__Page text__:
※
1) Datasets: The evaluation experiments for continual learning are conducted on CIFAR100 [29], ImageNet-Subset [24] and CUB-200 [30]. ImageNet-full [24] is utilized as a control set to evaluate the retention of the pretrained generalization knowledge in CLIP.

•

CIFAR100 [29] introduced a dataset comprising 60,000 images, each with a resolution of $32\times 32$ , distributed across 100 distinct classes. Each class includes 500 training samples and 100 testing samples. CIFAR100 has become a widely recognized benchmark for evaluating continual learning methods. Its low-resolution images pose a significant challenge for VLMs that are pre-trained on high-resolution datasets, highlighting the difficulty of adapting to such datasets in continual learning scenarios.
※
__Data excerpt__:
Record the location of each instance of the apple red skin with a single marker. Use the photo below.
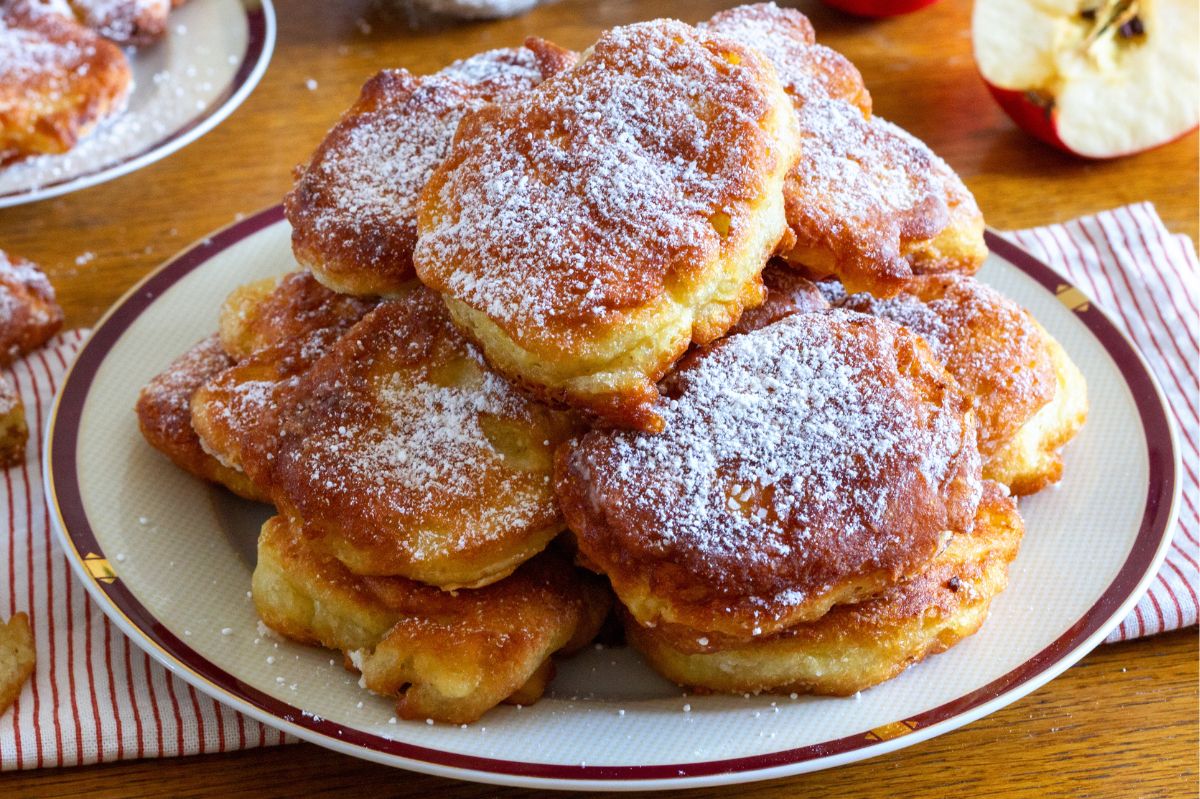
※
__Jobs__:
(a) Rewrite the paragraph of the dataset description that begins "CIFAR100 [29] introduced" as a brief list, keeping its main facts.
(b) Answer these questions using the dataset description:
(i) Which dataset serves as a control set?
(ii) How many training samples does each CIFAR100 class include?
(iii) For which models do CIFAR100's low-resolution images pose a significant challenge?
(c) Proceed with the description of the evaluation datasets, continuing from where it stops.

__Solved tasks__:
(a)
- 60,000 images at 32×32 resolution, spread over 100 classes
- 500 training samples and 100 testing samples per class
- A widely recognized benchmark for evaluating continual learning methods
- Its low-resolution images are a significant challenge for VLMs pre-trained on high-resolution data, which shows how hard it is to adapt to such datasets in continual learning

(b)
(i) ImageNet-full
(ii) 500
(iii) VLMs that are pre-trained on high-resolution datasets

(c)
•

ImageNet-Subset [24]. Following the class configuration proposed in [32], we select the challenging ImageNet-Subset benchmark for method evaluation. This subset consists of fine-grained animal images from 100 categories that are unfamiliar to VLMs and prone to misclassification due to their subtle differences.
•

Caltech-UCSD Birds-200 (CUB-200) [30] comprises 11,788 bird images distributed across 200 categories. The subtle variations among bird images pose significant challenges for VLMs to achieve accurate identification. Moreover, the relatively small size of the dataset further intensifies the difficulty, particularly in few-shot scenarios.
•

ImageNet-full [24] is a large-scale image dataset containing over 1.2 million images across 1,000 classes, widely used for pretraining and evaluating visual representation learning models.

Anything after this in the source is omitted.